Collected data entries
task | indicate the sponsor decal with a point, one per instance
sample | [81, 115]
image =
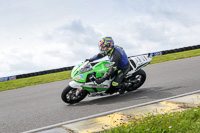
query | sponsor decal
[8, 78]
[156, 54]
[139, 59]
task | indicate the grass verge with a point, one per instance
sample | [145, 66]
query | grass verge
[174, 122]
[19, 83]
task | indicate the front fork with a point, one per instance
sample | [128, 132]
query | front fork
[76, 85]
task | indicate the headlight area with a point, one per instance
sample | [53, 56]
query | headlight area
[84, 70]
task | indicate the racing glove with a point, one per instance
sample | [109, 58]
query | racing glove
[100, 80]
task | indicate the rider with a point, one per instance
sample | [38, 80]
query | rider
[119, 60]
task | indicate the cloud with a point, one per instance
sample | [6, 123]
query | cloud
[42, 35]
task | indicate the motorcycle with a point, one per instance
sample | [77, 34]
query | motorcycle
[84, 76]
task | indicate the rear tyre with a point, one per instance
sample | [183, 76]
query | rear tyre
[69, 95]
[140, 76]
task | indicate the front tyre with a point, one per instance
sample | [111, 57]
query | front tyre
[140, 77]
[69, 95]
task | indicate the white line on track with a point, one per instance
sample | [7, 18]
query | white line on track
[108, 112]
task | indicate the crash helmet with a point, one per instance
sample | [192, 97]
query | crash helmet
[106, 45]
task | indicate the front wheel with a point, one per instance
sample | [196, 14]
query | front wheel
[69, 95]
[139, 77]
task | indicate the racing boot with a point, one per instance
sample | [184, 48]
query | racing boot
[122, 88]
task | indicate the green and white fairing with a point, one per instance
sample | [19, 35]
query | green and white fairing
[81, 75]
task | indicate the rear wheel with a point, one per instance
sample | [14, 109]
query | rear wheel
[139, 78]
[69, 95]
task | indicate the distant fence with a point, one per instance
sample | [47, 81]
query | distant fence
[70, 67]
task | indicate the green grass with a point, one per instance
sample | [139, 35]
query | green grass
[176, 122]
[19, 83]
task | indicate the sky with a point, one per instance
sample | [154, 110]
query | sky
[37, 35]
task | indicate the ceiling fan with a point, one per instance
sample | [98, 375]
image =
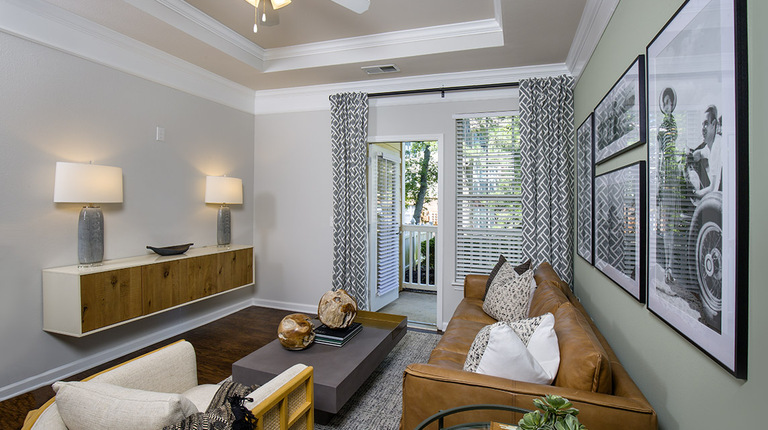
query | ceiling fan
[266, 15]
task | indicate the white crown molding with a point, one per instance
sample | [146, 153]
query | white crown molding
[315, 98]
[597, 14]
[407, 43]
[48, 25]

---

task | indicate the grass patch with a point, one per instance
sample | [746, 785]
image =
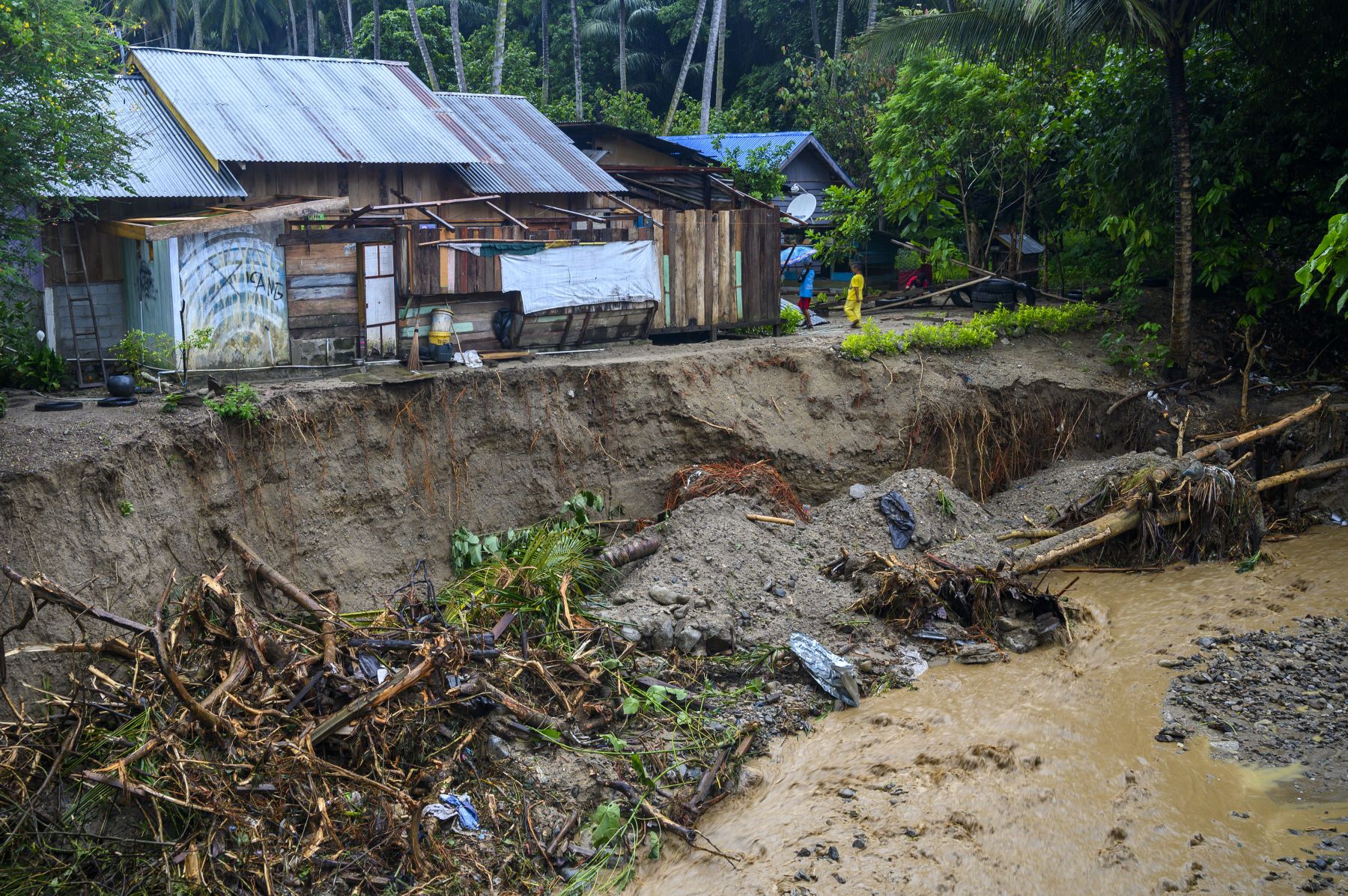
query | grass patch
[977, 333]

...

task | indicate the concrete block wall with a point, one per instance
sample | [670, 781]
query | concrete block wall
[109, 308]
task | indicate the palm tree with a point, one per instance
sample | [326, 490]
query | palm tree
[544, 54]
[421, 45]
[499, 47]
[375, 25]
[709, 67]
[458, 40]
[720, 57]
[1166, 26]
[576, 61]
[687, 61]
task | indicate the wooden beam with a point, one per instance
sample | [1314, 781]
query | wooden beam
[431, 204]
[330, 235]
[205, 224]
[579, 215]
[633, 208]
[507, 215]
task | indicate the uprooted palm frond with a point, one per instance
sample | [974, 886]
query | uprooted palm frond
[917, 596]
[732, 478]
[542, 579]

▸ TO BE DONE
Identify every line in the entries above that contains the word "racing", and copy each of those lines.

▸ FINISHED TASK
task | indicate the racing glove with a point, one per instance
query | racing glove
task | indicate the racing boot with a point, one per instance
query | racing boot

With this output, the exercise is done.